Print all the records below, word for word and in full.
**** Data for the task ****
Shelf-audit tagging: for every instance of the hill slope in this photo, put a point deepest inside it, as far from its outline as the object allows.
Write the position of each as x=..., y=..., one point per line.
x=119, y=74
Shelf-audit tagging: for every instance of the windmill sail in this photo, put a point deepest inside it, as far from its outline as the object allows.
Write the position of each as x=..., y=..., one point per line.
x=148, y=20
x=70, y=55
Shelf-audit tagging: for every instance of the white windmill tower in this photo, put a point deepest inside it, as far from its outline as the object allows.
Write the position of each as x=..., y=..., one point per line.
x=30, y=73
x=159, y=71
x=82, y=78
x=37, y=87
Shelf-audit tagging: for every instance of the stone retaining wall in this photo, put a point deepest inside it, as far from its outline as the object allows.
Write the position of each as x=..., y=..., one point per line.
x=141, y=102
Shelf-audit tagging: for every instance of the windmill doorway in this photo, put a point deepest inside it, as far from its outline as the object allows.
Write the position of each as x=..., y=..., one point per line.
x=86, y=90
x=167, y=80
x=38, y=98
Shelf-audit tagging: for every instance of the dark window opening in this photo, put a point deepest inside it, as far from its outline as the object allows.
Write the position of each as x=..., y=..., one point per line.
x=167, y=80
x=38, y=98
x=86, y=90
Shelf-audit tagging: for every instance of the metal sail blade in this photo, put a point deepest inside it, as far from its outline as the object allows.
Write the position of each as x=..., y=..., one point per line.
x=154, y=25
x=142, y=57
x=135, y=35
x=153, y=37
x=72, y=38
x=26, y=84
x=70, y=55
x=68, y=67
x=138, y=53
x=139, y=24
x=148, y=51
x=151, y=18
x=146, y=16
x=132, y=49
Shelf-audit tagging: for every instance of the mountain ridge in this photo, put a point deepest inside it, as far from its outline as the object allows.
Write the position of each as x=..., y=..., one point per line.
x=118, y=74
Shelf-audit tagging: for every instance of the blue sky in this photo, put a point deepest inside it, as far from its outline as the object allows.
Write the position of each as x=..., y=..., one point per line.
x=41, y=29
****
*Solution for this exercise*.
Shelf-audit tagging: for every instance of the hill slope in this photo, put a point deepest inside it, as far from its outline as the object allows.
Write the position of each as x=..., y=..., one point per line.
x=119, y=74
Shelf-audit tagging: for every instance of the windmill sail in this photo, put a point deepest inside it, as far from its outline as the object allows.
Write the position of each as x=..., y=..., one point per line.
x=148, y=20
x=70, y=55
Shelf-audit tagging: for every instance of the white windmill tower in this photo, put a point deepest inside it, as far from its outline as the object allows.
Write the position of each as x=..., y=..., one point per line.
x=30, y=73
x=159, y=71
x=82, y=78
x=37, y=87
Shelf-audit tagging: for every instance of the stone retaining wall in this photo, put a point deepest inside it, as far from its outline as the object allows.
Write the position of each as x=..., y=..., one point per line.
x=141, y=102
Shelf-audit tagging: for every instance of the windmill doorway in this photo, put a point deepest inside it, as far from its outline as the object allows.
Write the position of each as x=..., y=..., one point per line.
x=86, y=90
x=167, y=80
x=38, y=98
Shelf-audit tagging: for every instance of the dark window opening in this photo, put a point deepest inside it, as far from its outline as the object allows.
Write the position of each as x=..., y=..., one point per line.
x=167, y=80
x=38, y=98
x=86, y=90
Shelf-audit tagging: for every instance of the metal sail blade in this photo, put a point deepest inside it, as far from its outline as the object allows.
Write the position of each as x=..., y=..., one point per line.
x=154, y=25
x=142, y=57
x=135, y=35
x=153, y=37
x=72, y=38
x=26, y=84
x=70, y=55
x=68, y=67
x=138, y=53
x=139, y=24
x=148, y=51
x=151, y=18
x=146, y=16
x=132, y=49
Shelf-audit tagging: for every instance of the mountain ridge in this photo, put a point deepest inside it, as far from its outline as the object allows.
Write the position of each as x=..., y=..., one point per line.
x=118, y=74
Shelf-audit tagging: for every instance of the blue sky in this photo, put a point deepest inside it, as far from its outline as the object allows.
Write the position of each as x=..., y=..., one point per line.
x=41, y=29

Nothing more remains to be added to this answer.